## GOAL OF THE EXERCISE
Could the data below be copied out in full, word for word?

## TASK INPUTS
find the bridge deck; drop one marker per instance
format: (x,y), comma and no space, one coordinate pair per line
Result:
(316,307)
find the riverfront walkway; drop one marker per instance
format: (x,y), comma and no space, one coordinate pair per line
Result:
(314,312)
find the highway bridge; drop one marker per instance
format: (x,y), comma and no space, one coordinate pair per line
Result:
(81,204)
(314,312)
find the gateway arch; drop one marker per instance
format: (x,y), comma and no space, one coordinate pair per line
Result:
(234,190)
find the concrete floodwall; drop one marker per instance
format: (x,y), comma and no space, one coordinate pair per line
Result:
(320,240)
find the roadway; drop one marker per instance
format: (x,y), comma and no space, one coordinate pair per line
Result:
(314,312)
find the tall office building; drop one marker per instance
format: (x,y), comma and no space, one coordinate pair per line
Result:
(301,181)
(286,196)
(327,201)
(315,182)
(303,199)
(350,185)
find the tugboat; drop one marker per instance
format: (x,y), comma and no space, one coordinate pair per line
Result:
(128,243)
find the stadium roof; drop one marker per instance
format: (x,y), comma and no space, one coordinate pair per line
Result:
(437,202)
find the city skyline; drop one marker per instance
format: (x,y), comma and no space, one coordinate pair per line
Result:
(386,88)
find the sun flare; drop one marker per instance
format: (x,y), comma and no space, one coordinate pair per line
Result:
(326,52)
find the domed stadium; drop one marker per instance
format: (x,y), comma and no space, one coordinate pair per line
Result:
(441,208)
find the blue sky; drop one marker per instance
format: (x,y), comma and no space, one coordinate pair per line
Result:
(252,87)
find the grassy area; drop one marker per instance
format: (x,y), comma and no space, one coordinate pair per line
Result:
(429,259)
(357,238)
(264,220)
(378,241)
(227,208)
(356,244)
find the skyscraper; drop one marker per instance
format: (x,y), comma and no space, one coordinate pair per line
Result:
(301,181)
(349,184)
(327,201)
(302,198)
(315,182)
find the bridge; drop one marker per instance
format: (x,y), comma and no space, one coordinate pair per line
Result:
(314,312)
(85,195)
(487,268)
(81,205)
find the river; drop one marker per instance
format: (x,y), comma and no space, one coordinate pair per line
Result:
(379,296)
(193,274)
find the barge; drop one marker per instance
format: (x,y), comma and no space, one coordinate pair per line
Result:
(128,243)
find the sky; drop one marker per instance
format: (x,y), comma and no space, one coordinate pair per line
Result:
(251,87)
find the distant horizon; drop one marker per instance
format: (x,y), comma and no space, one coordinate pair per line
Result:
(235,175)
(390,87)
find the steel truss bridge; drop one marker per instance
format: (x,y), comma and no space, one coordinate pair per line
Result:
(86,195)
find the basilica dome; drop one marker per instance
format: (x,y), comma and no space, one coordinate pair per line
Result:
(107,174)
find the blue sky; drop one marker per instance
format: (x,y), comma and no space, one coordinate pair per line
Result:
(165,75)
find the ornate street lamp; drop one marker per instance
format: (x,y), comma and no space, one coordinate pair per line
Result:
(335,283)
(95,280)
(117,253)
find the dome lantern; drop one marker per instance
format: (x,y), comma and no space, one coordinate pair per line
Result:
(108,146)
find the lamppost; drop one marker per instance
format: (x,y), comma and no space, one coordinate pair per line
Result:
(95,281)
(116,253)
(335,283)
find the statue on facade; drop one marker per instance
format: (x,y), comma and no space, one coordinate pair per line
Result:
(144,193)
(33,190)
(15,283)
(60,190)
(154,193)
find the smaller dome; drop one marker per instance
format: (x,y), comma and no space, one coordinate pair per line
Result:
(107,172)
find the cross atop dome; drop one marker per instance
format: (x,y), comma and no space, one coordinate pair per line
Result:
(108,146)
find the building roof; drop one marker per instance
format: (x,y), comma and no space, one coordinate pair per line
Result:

## RESULT FOR THIS TASK
find the bridge deck; drop one marker per instance
format: (x,y), comma and no space, one coordinate pair per line
Result:
(316,307)
find the riverfront walkway; drop one marker per instance
format: (x,y), comma and no space, one coordinate pair per line
Result:
(314,312)
find the highway bridge; drop one marker per instance
format: (x,y), comma and no space, one coordinate pair per line
Result:
(81,204)
(314,312)
find the gateway arch; drop one marker per instance
format: (x,y), comma and no space, one coordinate pair per line
Result:
(234,190)
find the concrete floodwall; drop one marker per instance
format: (x,y), comma and no space, one coordinate pair per line
Result:
(320,240)
find the roadway; drop one marker per instance
format: (x,y), comma and no space, one coordinate pair per line
Result:
(314,312)
find the tall office building; drop one marker per instance
format: (x,y), comma and no space, one coordinate pair per line
Result:
(301,181)
(286,196)
(327,201)
(315,182)
(303,199)
(350,185)
find the tugboat; drop one marker per instance
format: (x,y), comma and no space, one coordinate pair per line
Result:
(128,243)
find the stadium roof; drop one marker per instance
format: (x,y), comma and no space, one coordinate pair per line
Result:
(437,202)
find the city skyline; drop one marker per instance
format: (x,y), comma and no space, one coordinate pair per line
Result:
(386,88)
find the sun flare; drop one marker per instance
format: (x,y), comma and no space, one coordinate pair per line
Result:
(326,52)
find the domed stadium; drop one marker per instance
format: (x,y), comma and no space, one coordinate pair per line
Result:
(441,208)
find the blue sky; drop one marker per instance
format: (x,y), comma and no space, one coordinate pair per line
Result:
(252,87)
find the grassy area; drop one marker per instance
format: (x,y), comma and no space, one coordinate pair per line
Result:
(429,259)
(357,238)
(264,220)
(378,241)
(227,208)
(356,244)
find the skyscraper; drop one marker per instance
format: (x,y), comma and no space, one coordinate pair per line
Result:
(301,181)
(349,184)
(327,201)
(302,198)
(315,182)
find the bridge; drop one marker per instance
format: (x,y), comma and no space, one coordinate pair per line
Result:
(314,312)
(85,195)
(487,268)
(81,205)
find the river; drop one marker per instance
format: (x,y), comma and no space, one coordinate pair per line
Result:
(379,296)
(193,274)
find the barge; drop one marker per instance
format: (x,y), comma and no space, one coordinate pair per line
Result:
(128,243)
find the sky; drop one marker per instance
format: (x,y), comma and no space, one coordinate pair per line
Result:
(251,87)
find the distant horizon; drop one marker per instance
format: (x,y), comma and no space, one coordinate pair per line
Result:
(235,175)
(390,87)
find the steel truss bridge; drop one marker per instance
format: (x,y), comma and no space, one coordinate pair per line
Result:
(86,195)
find the basilica dome; drop one marker per instance
format: (x,y), comma and no space, one coordinate pair per line
Result:
(107,174)
find the blue sky; drop one marker per instance
format: (x,y), comma and no space, one coordinate pair per line
Result:
(165,75)
find the ornate street lamp; drop one marker per instance
format: (x,y), comma and no space, one coordinate pair per line
Result:
(335,283)
(95,280)
(117,253)
find the dome lantern; drop one marker per instance
format: (x,y), comma and no space, one coordinate pair per line
Result:
(108,146)
find the lamppost; drop one marker per instance
format: (x,y), comma and no space, one coordinate pair per line
Result:
(95,281)
(116,253)
(335,283)
find the statue on facade; drop one marker per instance
format: (x,y), comma and no space, one coordinate pair per line
Result:
(144,193)
(33,190)
(15,283)
(60,190)
(154,193)
find the smaller dome; drop one marker per instance
format: (x,y), comma and no space, one coordinate pair per line
Result:
(107,172)
find the cross atop dome; drop one marker per instance
format: (x,y), comma and no space, one coordinate pair per line
Result:
(108,146)
find the building roof; drop one marker per instance
format: (x,y), comma and no space, one coordinate pair per line
Result:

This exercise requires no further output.